### Direction
Write out the records below from the line containing "each half-timbered house" up to and including the line containing "left=66, top=11, right=70, bottom=21", requests and all, multiplying every coordinate in the answers by 2.15 and rounding to whole numbers, with halves rounded up. Keep the numbers in the requests and their sample lines unchanged, and give only these lines.

### Provided material
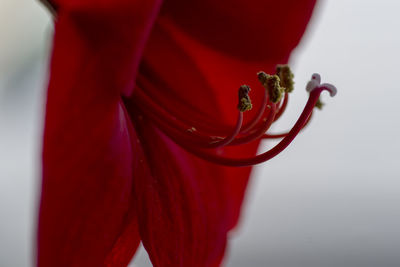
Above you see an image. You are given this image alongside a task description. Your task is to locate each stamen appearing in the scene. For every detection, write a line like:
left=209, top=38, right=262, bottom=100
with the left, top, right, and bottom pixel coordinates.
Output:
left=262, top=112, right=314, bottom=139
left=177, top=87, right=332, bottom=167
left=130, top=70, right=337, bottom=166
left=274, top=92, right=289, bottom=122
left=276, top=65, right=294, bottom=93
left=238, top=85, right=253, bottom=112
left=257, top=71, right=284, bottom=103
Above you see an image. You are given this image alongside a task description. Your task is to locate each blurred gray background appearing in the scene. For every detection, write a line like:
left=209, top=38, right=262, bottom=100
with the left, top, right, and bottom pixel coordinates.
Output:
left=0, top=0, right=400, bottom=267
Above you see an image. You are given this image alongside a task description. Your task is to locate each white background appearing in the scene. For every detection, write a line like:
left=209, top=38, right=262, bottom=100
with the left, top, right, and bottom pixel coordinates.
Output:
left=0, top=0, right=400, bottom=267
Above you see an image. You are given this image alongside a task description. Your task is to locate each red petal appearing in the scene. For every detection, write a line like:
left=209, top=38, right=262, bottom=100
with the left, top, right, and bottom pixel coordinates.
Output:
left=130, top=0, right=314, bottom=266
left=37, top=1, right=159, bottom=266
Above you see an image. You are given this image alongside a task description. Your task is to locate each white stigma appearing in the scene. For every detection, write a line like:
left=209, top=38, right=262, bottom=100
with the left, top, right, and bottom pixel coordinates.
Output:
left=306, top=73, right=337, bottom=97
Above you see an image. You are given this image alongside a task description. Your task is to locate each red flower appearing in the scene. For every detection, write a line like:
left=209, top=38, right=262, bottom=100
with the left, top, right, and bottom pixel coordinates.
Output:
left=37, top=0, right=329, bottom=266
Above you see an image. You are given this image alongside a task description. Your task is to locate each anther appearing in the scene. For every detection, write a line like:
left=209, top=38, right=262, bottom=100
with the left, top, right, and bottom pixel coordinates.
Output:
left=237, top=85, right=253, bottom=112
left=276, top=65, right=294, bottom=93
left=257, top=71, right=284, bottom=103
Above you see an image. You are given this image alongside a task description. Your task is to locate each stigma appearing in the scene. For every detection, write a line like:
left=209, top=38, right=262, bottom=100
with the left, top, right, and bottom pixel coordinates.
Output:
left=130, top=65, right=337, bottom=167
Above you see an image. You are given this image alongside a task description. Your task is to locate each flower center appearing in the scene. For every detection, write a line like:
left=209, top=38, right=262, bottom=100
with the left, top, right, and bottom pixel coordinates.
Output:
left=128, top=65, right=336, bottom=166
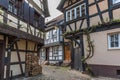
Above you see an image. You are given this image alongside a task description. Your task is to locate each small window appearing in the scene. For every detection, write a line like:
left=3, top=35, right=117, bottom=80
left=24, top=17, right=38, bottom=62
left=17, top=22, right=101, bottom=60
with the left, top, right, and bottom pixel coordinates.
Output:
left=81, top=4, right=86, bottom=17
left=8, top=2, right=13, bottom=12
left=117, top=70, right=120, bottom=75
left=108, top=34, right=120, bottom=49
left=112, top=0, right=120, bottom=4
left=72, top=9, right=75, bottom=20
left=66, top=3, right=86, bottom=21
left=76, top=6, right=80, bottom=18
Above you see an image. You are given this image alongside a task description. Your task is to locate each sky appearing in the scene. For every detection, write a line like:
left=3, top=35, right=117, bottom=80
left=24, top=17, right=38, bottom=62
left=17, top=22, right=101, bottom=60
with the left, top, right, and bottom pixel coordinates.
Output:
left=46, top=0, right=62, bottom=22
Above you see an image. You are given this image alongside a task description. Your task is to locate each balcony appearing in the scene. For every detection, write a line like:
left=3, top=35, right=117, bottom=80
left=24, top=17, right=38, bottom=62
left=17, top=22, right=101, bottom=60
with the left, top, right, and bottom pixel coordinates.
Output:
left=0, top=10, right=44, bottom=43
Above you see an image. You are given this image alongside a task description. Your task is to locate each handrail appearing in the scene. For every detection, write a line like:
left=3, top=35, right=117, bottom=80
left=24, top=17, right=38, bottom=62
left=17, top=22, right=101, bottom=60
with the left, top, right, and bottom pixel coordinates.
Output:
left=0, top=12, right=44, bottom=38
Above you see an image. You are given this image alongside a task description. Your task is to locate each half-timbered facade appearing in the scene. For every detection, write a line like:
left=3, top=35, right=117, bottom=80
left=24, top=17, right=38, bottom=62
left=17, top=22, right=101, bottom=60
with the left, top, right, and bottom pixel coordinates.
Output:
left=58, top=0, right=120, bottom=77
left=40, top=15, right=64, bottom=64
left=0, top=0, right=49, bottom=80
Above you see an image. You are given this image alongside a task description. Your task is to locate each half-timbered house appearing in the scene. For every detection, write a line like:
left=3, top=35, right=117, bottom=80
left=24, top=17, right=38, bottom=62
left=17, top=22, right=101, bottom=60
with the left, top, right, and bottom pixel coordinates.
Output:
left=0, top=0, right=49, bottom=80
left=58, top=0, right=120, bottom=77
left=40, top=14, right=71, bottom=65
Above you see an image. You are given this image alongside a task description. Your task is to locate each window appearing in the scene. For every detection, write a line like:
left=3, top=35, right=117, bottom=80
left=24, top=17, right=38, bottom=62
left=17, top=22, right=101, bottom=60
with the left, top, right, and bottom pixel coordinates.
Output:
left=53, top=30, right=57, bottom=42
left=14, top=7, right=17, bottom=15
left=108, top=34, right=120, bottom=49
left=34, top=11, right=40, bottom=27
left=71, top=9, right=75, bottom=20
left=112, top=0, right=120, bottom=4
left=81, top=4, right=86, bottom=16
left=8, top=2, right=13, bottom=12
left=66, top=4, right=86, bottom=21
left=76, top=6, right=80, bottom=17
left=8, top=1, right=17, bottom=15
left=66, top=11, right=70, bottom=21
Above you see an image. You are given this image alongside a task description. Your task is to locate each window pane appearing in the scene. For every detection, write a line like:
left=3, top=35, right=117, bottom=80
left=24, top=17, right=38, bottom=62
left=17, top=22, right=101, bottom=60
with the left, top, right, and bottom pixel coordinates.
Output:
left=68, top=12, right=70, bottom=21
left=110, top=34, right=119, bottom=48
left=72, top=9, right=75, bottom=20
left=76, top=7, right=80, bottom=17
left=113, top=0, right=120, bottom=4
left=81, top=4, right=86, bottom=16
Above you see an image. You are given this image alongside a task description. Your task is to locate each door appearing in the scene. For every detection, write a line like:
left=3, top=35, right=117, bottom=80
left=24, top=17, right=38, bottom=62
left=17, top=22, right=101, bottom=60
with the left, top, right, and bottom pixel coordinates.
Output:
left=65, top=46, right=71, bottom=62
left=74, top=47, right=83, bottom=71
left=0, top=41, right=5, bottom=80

### Task solution
Above you see an image. You are given this image alongside a task description. Your task is to locate each half-timbered house appearing in the scene. For every detection, write a line like:
left=3, top=35, right=117, bottom=80
left=24, top=17, right=38, bottom=62
left=17, top=22, right=101, bottom=60
with the left, top, right, and bottom pixel coordinates.
Output:
left=0, top=0, right=105, bottom=172
left=125, top=0, right=258, bottom=166
left=86, top=30, right=153, bottom=140
Above you see an image. You are given this image alongside a task description. Your task is to locate each window appearing in the scene. For every detection, write a line like:
left=3, top=35, right=117, bottom=80
left=24, top=17, right=38, bottom=62
left=17, top=22, right=101, bottom=60
with the left, top, right, and bottom pixel coordinates.
Output:
left=114, top=65, right=123, bottom=90
left=30, top=15, right=37, bottom=32
left=232, top=73, right=258, bottom=105
left=73, top=24, right=86, bottom=58
left=153, top=19, right=161, bottom=43
left=241, top=0, right=258, bottom=9
left=174, top=9, right=185, bottom=34
left=17, top=4, right=28, bottom=26
left=142, top=9, right=185, bottom=45
left=163, top=13, right=172, bottom=37
left=17, top=2, right=37, bottom=32
left=142, top=24, right=151, bottom=45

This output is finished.